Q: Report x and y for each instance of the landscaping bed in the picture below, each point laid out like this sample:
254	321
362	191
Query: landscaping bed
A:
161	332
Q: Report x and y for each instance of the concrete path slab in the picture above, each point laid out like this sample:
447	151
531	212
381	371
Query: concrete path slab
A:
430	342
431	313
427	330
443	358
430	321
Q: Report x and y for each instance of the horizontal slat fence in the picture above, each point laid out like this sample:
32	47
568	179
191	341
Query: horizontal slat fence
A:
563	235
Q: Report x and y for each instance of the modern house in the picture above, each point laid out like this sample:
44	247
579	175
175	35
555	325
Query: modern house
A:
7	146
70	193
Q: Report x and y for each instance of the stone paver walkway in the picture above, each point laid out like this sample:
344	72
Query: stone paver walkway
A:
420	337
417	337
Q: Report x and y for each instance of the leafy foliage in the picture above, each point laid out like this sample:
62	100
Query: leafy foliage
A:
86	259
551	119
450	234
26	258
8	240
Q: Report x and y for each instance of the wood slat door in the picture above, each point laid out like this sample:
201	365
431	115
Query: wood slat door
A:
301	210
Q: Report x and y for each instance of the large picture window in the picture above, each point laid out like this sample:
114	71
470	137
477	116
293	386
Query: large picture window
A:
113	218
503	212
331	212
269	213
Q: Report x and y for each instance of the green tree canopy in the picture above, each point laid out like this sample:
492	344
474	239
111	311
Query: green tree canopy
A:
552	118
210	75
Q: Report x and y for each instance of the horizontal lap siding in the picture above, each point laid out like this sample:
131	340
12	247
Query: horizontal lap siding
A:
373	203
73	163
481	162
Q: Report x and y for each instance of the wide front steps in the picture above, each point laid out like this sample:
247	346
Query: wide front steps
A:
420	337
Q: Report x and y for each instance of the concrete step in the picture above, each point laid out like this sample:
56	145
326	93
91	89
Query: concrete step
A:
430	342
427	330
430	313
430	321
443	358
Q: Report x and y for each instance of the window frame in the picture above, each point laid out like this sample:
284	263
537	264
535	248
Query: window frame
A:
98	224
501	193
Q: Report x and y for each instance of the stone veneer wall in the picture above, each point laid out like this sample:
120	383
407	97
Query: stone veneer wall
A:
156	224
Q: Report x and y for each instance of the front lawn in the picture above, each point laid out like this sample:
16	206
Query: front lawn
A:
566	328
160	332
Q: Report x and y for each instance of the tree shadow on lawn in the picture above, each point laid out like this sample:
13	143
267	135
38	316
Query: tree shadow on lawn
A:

———

| WORK REQUEST |
Could you reproduce all the records exactly?

| OUTPUT FOR THIS EXERCISE |
Q: Report x and y for each instance of the landscaping bed in the picture below, each point laid out like this sample:
254	321
362	191
Query: landscaping bed
A:
161	332
Q: Report x and y for each instance of the concrete path slab in the picture above, each point laid out like this sample:
447	151
531	212
381	371
Query: concrete path slab
A:
430	342
431	313
427	330
443	358
430	321
Q: Report x and y for each instance of the horizontal slat fence in the picture above, each point laid out like this sample:
32	47
568	179
191	341
Query: horizontal slat fence
A:
563	235
Q: Report x and y for each instance of the modern house in the picture above, each point laid out like this sample:
44	247
579	175
175	35
555	325
Query: modern house
A:
7	146
70	193
Q: Report x and y for each instance of the stone paver walkway in the picture above, each point laid out like this sample:
344	72
Query: stone paver walkway
A:
420	337
417	337
Q: Report x and y for each instance of the leafy foliage in the picture above, each point laid out like this sample:
62	100
Query: leafy foliage
A:
86	259
551	119
450	234
26	258
8	240
Q: Report x and y for each instance of the wood slat door in the picture above, each point laid out like this sample:
201	365
431	115
Query: wood slat door
A:
301	210
Q: Report x and y for each instance of the large picture window in the picture above, each point laid out like this sample:
114	71
470	137
477	116
293	386
Query: large picture window
A:
113	218
503	212
331	212
269	213
Q: Report x and y for each instance of the green tree canopy in the picture above, each point laid out like this sample:
492	344
474	239
111	311
Query: green tree canopy
A:
552	118
210	75
Q: Report x and y for each instance of the horizontal lap siding in the picture above, each point laid out like this sample:
131	340
12	247
Query: horizontal lap siding
A:
373	203
73	163
481	162
Q: Report x and y for each instance of the wide front steps in the picture above, each point laid out like this sample:
247	346
Query: wide front steps
A:
420	337
Q: Report x and y for each instance of the concrete step in the picture above, each point laid out like this sample:
56	145
326	93
91	89
Query: concrete step
A:
430	342
427	330
430	313
430	321
443	358
Q: Report x and y for each instance of the window frame in the picture above, each point laid out like this sample:
284	263
537	264
535	248
Query: window frame
A:
98	224
501	193
Q: Report x and y for each instance of the stone veneer wall in the picture above, each point laid out like this sample:
120	383
407	97
Query: stone veneer wall
A:
156	224
Q: Report x and y for each instance of the front lawn in the picture above, each point laid out like this sample:
16	206
Query: front lawn
A:
566	328
160	332
Q: Report x and y for each instance of the tree shadow on lawn in the picture above, each point laid out like this sample:
13	143
267	135
38	316
Query: tree shadow on lawn
A:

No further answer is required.